▶ Tekst do analizy

Pozwoliłem sobie na przytoczenie tego cytatu powodowany wątpliwościami mojego miłego P.T. Interlokutora, który nie jest UDS-em, a z którym mam przyjemność prowadzić korespondencję e-mailową.

A ta korespondencja prowadzona jest w zakresie podstawy prawnej i o prawnych konsekwencjach odbierania naszych uprawnień przez takiego starostę, który tych uprawnień sam nie nadał. Pamiętamy, że dyskusję tę zainicjował nasz Kolega „Praktyk”. A efekt tej korespondencji nie jest radosny, albowiem po „wgryzieniu” się w temat trafiamy na szereg pytań i wątpliwości, które zdają się być zaledwie wierzchołkiem góry, i to wielkiej. Bo wyobraźcie sobie, że był taki przypadek, gdy WK cofnął uprawnienia po informacji uzyskanej od prokuratora o wszczęciu postępowania karnego. A po dwóch latach mozolnego procesu sąd powiedział, że UDS jest absolutnie niewinny[2]!!!

Mój miły P.T. Interlokutor napisał do mnie cyt.:

No cóż – z biegiem lat faktycznie nabieram przekonania, że rozwiązanie art.83 jest może nie tyle niekonstytucyjne, bo to wielkie słowo i nawet nie czuję się władny, żeby to rozstrzygać, ale z pewnością jest niepraktyczne. . . . (…)”.

Ale moim skromnym zdaniem, biorąc pod uwagę to, co systematycznie uzupełnia na naszym forum Kolega „Praktyk” oraz to, co mój miły P.T. Interlokutor był uprzejmy napisać w tej sprawie, słowo „niepraktyczne” nie oddaje w sposób należyty tej prawnej sytuacji. Bo dla mnie rysują się następujące wnioski, które i Wam wszystkim rekomenduję:

  1. art. 84 ust. 3 PoRD jest niekonstytucyjny i tworzy prawne patologie.

▶ Dane źródłowe
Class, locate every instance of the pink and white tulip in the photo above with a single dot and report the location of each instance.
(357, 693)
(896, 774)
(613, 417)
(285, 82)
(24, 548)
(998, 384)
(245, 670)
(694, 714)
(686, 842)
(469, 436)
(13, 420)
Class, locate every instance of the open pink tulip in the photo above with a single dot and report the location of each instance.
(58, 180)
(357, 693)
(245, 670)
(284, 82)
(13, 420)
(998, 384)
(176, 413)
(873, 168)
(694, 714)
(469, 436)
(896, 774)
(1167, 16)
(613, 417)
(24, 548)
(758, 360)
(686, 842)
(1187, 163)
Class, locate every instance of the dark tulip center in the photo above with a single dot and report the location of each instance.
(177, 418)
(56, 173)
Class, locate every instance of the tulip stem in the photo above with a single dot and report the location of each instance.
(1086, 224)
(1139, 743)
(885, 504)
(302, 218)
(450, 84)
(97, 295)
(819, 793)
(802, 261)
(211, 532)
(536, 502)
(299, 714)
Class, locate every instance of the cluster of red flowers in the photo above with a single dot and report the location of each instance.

▶ Polecenie 1
Po jakim czasie, według tekstu do analizy, sąd orzekł, że UDS jest absolutnie niewinny?
▶ Polecenie 2
Przepisz wiernie fragment tekstu do analizy, zaczynając od słów „A ta korespondencja” i kończąc na słowach „jest absolutnie niewinny[2]!!!”.
▶ Polecenie 3
Przetłumacz na język angielski to zdanie z tekstu do analizy: Pamiętamy, że dyskusję tę zainicjował nasz Kolega „Praktyk”.

▶ Wynik 1
Po dwóch latach mozolnego procesu.

▶ Wynik 2
A ta korespondencja prowadzona jest w zakresie podstawy prawnej i o prawnych konsekwencjach odbierania naszych uprawnień przez takiego starostę, który tych uprawnień sam nie nadał. Pamiętamy, że dyskusję tę zainicjował nasz Kolega „Praktyk”. A efekt tej korespondencji nie jest radosny, albowiem po „wgryzieniu” się w temat trafiamy na szereg pytań i wątpliwości, które zdają się być zaledwie wierzchołkiem góry, i to wielkiej. Bo wyobraźcie sobie, że był taki przypadek, gdy WK cofnął uprawnienia po informacji uzyskanej od prokuratora o wszczęciu postępowania karnego. A po dwóch latach mozolnego procesu sąd powiedział, że UDS jest absolutnie niewinny[2]!!!

▶ Wynik 3
We remember that this discussion was started by our colleague "Praktyk."